Exercise:
From the line that has "Where can you spot the blue running" down to the final line of the listing below, transcribe every line exactly, and only those.

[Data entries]

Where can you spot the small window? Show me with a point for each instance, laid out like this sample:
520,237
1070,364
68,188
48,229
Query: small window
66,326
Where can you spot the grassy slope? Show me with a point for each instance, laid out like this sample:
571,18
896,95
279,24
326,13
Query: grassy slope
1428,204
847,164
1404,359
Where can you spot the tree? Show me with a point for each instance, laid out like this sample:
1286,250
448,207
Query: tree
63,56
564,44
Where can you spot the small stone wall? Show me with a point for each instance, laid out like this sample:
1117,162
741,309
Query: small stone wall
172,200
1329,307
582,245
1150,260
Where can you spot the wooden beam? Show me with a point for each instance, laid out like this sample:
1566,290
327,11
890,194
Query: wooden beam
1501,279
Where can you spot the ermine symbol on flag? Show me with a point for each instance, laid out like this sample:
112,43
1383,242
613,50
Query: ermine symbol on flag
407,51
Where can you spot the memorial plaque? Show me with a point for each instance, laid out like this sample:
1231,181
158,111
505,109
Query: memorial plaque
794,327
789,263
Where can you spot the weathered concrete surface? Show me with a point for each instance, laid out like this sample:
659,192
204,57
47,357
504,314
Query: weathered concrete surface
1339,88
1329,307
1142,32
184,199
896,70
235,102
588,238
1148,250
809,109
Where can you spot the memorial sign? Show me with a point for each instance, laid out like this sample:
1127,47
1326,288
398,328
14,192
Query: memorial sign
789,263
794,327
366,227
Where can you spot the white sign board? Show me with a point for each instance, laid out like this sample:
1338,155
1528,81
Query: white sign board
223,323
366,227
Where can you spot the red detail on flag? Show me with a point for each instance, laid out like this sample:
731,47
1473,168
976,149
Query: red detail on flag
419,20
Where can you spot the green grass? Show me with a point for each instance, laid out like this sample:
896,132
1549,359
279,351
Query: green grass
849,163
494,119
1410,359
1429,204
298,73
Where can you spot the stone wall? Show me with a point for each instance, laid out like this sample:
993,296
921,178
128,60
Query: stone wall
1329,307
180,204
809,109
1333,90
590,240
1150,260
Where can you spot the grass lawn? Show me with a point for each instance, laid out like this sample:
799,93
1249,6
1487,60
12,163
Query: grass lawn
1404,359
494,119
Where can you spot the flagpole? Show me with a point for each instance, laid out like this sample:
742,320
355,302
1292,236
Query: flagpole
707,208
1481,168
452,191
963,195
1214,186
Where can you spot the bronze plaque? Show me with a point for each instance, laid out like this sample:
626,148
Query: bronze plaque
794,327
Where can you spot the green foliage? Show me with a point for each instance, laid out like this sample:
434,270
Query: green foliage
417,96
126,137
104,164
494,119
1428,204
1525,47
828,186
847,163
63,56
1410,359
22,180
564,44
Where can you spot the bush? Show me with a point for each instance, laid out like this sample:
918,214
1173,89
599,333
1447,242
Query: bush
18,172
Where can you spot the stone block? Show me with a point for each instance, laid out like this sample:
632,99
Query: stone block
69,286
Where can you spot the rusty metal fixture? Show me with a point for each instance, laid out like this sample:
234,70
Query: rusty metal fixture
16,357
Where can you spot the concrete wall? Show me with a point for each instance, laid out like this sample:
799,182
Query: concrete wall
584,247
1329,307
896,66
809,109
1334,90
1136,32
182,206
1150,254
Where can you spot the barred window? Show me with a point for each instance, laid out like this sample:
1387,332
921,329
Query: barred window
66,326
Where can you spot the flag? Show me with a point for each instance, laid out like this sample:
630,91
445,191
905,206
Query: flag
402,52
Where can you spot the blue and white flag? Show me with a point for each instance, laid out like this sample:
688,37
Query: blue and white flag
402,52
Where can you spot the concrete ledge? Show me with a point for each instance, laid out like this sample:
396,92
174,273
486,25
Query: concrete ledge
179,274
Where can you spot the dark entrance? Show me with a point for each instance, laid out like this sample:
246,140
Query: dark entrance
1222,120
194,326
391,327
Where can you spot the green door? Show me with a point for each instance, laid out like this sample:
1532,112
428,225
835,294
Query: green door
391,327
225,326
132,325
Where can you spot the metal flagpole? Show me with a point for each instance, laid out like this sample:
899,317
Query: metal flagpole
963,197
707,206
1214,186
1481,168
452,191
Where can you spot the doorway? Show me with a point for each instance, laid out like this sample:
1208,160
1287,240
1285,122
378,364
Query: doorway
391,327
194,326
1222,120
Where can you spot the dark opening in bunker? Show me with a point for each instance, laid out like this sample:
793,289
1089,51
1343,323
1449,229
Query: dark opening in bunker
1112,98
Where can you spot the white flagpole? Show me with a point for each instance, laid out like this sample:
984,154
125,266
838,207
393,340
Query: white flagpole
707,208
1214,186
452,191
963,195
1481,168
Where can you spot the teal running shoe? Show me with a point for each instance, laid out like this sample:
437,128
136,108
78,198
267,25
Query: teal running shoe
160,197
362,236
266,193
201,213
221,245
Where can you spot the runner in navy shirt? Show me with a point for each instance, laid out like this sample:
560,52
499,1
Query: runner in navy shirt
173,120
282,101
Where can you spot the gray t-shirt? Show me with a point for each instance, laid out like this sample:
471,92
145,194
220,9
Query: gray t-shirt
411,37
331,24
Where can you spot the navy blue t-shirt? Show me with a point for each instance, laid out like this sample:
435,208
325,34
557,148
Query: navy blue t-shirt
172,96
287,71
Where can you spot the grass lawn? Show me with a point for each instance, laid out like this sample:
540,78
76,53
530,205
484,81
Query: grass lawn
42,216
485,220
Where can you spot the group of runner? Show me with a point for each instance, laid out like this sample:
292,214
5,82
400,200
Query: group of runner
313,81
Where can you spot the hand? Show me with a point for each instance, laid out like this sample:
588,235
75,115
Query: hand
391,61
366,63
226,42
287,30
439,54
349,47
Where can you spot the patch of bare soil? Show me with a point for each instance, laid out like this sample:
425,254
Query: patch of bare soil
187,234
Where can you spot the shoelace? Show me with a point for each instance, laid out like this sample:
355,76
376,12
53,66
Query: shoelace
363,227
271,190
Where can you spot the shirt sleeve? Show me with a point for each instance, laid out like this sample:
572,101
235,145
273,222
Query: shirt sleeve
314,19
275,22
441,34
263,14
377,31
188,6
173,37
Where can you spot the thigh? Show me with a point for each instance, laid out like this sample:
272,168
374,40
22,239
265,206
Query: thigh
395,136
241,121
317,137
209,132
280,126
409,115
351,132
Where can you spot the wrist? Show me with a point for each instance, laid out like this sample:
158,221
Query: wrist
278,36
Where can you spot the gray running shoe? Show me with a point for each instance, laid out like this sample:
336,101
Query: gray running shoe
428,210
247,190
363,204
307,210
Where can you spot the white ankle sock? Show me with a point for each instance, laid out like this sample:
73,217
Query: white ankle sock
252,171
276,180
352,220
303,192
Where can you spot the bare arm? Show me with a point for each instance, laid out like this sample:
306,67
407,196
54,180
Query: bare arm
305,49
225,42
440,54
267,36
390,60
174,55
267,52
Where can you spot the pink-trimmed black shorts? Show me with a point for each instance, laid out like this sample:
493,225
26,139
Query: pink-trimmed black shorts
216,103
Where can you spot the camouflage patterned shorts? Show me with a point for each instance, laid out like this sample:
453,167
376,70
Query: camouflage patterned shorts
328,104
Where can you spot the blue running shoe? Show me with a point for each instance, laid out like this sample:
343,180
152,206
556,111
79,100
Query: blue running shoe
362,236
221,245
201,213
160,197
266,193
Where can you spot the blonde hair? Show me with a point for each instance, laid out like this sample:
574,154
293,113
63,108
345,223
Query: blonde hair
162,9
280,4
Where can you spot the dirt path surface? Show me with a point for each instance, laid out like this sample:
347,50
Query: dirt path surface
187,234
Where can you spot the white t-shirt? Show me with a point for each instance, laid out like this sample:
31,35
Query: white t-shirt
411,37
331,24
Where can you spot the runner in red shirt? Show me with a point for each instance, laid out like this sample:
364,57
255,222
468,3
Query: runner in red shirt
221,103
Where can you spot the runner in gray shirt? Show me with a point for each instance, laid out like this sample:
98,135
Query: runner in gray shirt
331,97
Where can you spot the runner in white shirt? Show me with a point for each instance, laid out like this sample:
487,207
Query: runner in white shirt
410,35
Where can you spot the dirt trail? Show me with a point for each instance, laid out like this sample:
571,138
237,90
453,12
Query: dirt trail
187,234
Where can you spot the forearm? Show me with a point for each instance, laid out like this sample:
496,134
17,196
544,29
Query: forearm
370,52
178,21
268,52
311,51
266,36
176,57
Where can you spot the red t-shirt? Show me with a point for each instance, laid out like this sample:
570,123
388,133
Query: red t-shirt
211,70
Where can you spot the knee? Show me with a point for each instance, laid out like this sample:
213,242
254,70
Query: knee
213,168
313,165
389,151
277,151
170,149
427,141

Solution to the exercise:
Where can you spot the blue running shoe? Show me with a point for each instance, laid out like this sample:
343,180
152,206
556,111
79,100
Query: blue running shoe
362,236
221,245
201,213
160,197
266,193
Where can you spot the blonde hair? Show me with a point for each instance, laid out like this sample:
574,154
293,113
63,108
345,223
Query: blonde hair
162,9
280,4
Where can you spot the dirt path surface? Show me with a point for each instance, laid out like this sample:
347,50
Query: dirt path surface
187,234
Where can you spot the white t-shirt? Show me with a point for each instance, laid out like this sample:
31,35
Query: white t-shirt
411,37
331,24
Where can you spot the runner in red shirt? Show me with a point for each instance, laid out like this sample:
364,57
255,222
468,3
Query: runner in red shirt
221,103
Where can you spot the runner in gray shirt? Show me with a point for each instance, laid out like this sample:
98,135
Query: runner in gray shirt
331,97
Where can you spot the runner in white shirt? Show me with a point for each instance, laid out like this sample:
487,207
Query: runner in white shirt
410,35
Where can you spot the dirt trail? Show me with a point for each instance, laid out like this sample:
571,138
237,90
453,12
Query: dirt trail
187,234
Where can you spot the forearm? Show me with a point for each instance, laid out like this sample:
496,134
17,196
544,29
Query: forearm
370,52
178,21
268,52
311,51
266,36
176,57
Where can you spot the red t-shirt? Show me with a point for each instance, laid out like this sample:
570,123
388,133
Query: red t-shirt
211,70
Where can you spot the knee? Show me with a point for each instance, laid out like this sample:
213,242
254,70
Query: knee
213,168
313,165
389,151
277,151
170,149
427,141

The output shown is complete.